#### TRY IT
The whole listing should be written out again exactly.

#### DATA RECORDS
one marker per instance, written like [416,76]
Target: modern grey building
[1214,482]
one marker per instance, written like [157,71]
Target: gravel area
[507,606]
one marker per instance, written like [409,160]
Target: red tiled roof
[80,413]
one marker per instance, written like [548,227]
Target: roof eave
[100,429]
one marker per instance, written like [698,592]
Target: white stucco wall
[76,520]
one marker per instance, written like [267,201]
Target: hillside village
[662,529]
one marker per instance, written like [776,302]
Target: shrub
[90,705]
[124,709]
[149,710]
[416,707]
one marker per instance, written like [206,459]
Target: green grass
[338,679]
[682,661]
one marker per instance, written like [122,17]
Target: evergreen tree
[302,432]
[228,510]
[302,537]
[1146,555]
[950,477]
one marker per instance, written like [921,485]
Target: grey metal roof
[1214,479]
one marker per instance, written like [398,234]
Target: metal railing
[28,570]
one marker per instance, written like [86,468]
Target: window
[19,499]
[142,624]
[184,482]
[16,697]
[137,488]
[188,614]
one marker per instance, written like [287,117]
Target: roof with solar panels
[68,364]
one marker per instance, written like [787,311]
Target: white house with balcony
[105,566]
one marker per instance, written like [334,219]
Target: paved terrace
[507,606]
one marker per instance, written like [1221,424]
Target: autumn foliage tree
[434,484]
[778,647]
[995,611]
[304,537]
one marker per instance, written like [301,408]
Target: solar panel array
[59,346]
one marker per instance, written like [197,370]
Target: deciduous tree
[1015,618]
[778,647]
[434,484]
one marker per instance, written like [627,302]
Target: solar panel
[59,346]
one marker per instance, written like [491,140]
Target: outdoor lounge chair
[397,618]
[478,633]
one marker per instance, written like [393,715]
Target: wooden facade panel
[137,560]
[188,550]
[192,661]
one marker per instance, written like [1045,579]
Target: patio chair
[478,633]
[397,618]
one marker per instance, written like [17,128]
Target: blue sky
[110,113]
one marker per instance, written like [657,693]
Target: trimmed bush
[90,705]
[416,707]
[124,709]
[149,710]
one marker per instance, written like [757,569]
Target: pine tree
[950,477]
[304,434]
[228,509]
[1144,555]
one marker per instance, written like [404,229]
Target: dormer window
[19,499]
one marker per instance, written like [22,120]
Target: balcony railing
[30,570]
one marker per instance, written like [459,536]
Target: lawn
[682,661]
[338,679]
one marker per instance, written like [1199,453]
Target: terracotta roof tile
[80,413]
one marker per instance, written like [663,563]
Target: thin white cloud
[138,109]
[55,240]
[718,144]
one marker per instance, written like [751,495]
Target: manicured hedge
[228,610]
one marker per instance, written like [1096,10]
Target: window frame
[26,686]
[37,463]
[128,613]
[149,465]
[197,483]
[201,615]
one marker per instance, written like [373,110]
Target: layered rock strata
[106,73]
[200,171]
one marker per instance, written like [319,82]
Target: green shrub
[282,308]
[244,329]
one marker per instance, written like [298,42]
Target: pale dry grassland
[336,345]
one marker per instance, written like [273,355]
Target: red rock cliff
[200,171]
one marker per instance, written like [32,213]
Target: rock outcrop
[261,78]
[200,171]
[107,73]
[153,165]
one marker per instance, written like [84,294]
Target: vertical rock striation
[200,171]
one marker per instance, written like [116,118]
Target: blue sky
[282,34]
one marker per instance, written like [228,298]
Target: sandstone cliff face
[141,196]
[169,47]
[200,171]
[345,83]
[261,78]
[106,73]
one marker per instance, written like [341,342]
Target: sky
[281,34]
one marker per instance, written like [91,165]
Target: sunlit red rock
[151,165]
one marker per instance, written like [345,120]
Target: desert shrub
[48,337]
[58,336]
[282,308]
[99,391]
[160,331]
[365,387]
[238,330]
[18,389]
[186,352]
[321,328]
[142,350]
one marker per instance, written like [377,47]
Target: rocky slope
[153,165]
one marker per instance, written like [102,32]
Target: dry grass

#### ANSWER SPACE
one marker per instance, written like [416,76]
Target: modern grey building
[1214,482]
one marker per instance, written like [157,71]
Target: gravel area
[507,606]
one marker per instance, written like [409,160]
Target: red tiled roof
[80,413]
one marker per instance, written like [548,227]
Target: roof eave
[100,429]
one marker per instance, written like [698,592]
Target: white stucco wall
[76,520]
one marker per instance, written like [267,201]
Target: hillside village
[662,529]
one marker per instance, written like [776,302]
Target: shrub
[90,705]
[124,709]
[149,710]
[416,707]
one marker per instance, written like [206,459]
Target: green grass
[338,679]
[682,661]
one marker per instance, written like [122,17]
Target: evergreen tree
[302,432]
[228,510]
[302,537]
[1146,555]
[950,477]
one marker per instance, written like [921,485]
Target: grey metal roof
[1214,479]
one marker per instance, written like [398,234]
Target: metal railing
[28,570]
one marker per instance, written like [86,468]
Target: window
[19,499]
[142,624]
[184,482]
[16,697]
[137,488]
[188,614]
one marker per instance, written like [287,117]
Target: roof with solar panels
[68,364]
one marker per instance, written like [787,311]
Target: white house with balcony
[105,566]
one marker per instance, written like [334,219]
Target: paved terrace
[507,606]
one marker per instance, written like [1221,424]
Target: autumn foliage tree
[434,484]
[778,647]
[995,611]
[304,537]
one marker per instance, written like [301,408]
Target: solar panel array
[59,346]
one marker per instance, written like [197,370]
Target: deciduous tree
[1015,618]
[778,647]
[434,484]
one marker per instance, written like [627,302]
Target: solar panel
[59,346]
one marker per instance, written like [491,140]
Target: outdoor lounge chair
[397,618]
[478,633]
one marker per instance, written like [393,715]
Target: wooden facade panel
[137,560]
[188,550]
[192,661]
one marker per instance, written like [1045,579]
Target: patio chair
[478,633]
[397,618]
one marker per instance, written like [17,128]
Target: blue sky
[110,113]
one marker per instance, written like [657,693]
Target: trimmed bush
[90,705]
[416,707]
[124,709]
[149,710]
one marker per instance, written like [757,569]
Target: pine tree
[950,477]
[304,434]
[228,509]
[1144,555]
one marker per instance, written like [404,229]
Target: dormer window
[19,499]
one marker per instance, written like [22,120]
Target: balcony railing
[30,570]
one marker per instance, written like [459,536]
Target: lawn
[682,661]
[338,679]
one marker per instance, written like [1199,453]
Target: terracotta roof tile
[80,413]
one marker per instance, written like [663,563]
Target: thin white cloud
[138,109]
[55,240]
[718,144]
one marker per instance, written like [751,495]
Target: manicured hedge
[228,610]
one marker per instance, written like [1096,10]
Target: window frame
[26,686]
[37,463]
[128,613]
[149,465]
[197,483]
[201,615]
one marker per instance, written like [373,110]
Target: layered rock strata
[106,73]
[200,171]
one marker per instance, written like [319,82]
Target: green shrub
[282,308]
[244,329]
one marker per instance, written like [298,42]
Target: pale dry grassland
[336,345]
one marker per instance, written like [273,355]
Target: red rock cliff
[200,171]
one marker per instance, written like [32,213]
Target: rock outcrop
[261,78]
[200,171]
[107,73]
[153,165]
one marker per instance, written like [84,294]
Target: vertical rock striation
[200,171]
one marker per instance, written like [116,118]
Target: blue sky
[282,34]
one marker per instance, written like [228,298]
Target: sandstone cliff face
[141,196]
[169,47]
[200,171]
[345,83]
[261,78]
[106,73]
one marker per instance, written like [341,342]
Target: sky
[281,34]
one marker per instance, written like [91,165]
Target: sunlit red rock
[151,165]
one marker per instance, written like [345,120]
Target: desert shrub
[48,337]
[58,336]
[282,308]
[99,391]
[160,331]
[365,387]
[238,330]
[18,389]
[186,352]
[321,328]
[142,350]
one marker per instance, written like [377,47]
Target: rocky slope
[153,165]
one marker per instance, written like [102,32]
Target: dry grass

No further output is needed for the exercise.